··· EXCERTO FORNECIDO ···

Chegámos a fazer reestruturações de duas empresas do sector industrial, porque a conta da eletricidade subiu 1200% numa e 900% na outra. Passou a ser completamente incomportável.
Então, o maior número de PER verifica-se agora na indústria?
Os PER que tenho tido, maioritariamente, são no sector da indústria. No entanto, isso não corresponde às estatísticas e às conversas que temos tido com os operadores que mostram que os números são mais baixos. Acho que o sector da indústria é difícil, no sentido que há pouca consolidação e um receio enorme de entrar num processo que possa conduzir a uma insolvência. O empresário tem bastante receio, quiçá por desconhecimento.
Algum conservadorismo?
Muito. Recebi aqui alguns industriais que estão a tentar, até a última, reestruturar extrajudicialmente – fazem bem -, mas que, muito provavelmente, alguns deles vão ter de recorrer a instrumentos judiciais já em setembro. Acho que na rentrée, depois do verão e até ao primeiro trimestre do próximo ano, haverá pelo menos neste setor, um aumento considerável de restruturações – RER e PER – neste sector.

··· EXCERTOS DE DADOS ···

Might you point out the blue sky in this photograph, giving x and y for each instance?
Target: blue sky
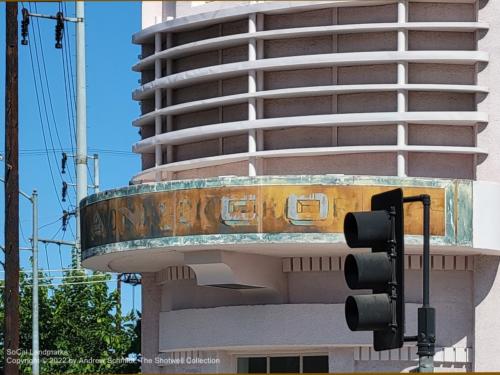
(110, 111)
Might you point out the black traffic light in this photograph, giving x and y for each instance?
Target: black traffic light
(382, 270)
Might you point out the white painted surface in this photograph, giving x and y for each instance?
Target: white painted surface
(309, 61)
(486, 215)
(277, 326)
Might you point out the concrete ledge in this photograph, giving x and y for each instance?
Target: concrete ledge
(148, 118)
(301, 32)
(307, 61)
(263, 326)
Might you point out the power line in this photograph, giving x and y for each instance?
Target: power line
(37, 152)
(42, 91)
(49, 97)
(75, 283)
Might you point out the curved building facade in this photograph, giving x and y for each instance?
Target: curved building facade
(262, 124)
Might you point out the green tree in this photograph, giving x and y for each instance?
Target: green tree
(82, 320)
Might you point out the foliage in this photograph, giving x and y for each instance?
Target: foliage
(80, 323)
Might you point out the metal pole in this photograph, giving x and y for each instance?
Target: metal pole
(35, 338)
(426, 314)
(81, 123)
(96, 173)
(426, 337)
(11, 291)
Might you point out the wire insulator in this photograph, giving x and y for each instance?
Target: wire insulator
(65, 220)
(24, 26)
(64, 160)
(59, 29)
(64, 191)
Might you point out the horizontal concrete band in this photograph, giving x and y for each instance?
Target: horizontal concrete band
(214, 16)
(206, 132)
(246, 327)
(148, 175)
(307, 61)
(302, 32)
(148, 118)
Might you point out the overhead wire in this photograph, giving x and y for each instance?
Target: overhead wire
(49, 99)
(37, 95)
(68, 84)
(42, 91)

···

- [TAREFAS A REALIZAR]
[1] Responda, por favor, às perguntas seguintes com base no excerto sobre reestruturações na indústria:
(a) Quanto subiu a conta da eletricidade em cada uma das duas empresas do sector industrial?
(b) Em que sector estão, maioritariamente, os PER que o entrevistado tem tido?
(c) Até quando se prevê um aumento considerável de reestruturações?
[2] Indique todos os momentos ou períodos do ano referidos na última resposta do excerto sobre reestruturações na indústria.

- [RESPOSTAS ÀS TAREFAS]
[1]
(a) 1200% numa e 900% na outra.
(b) No sector da indústria.
(c) Até ao primeiro trimestre do próximo ano.

[2]
- setembro
- rentrée
- verão
- primeiro trimestre do próximo ano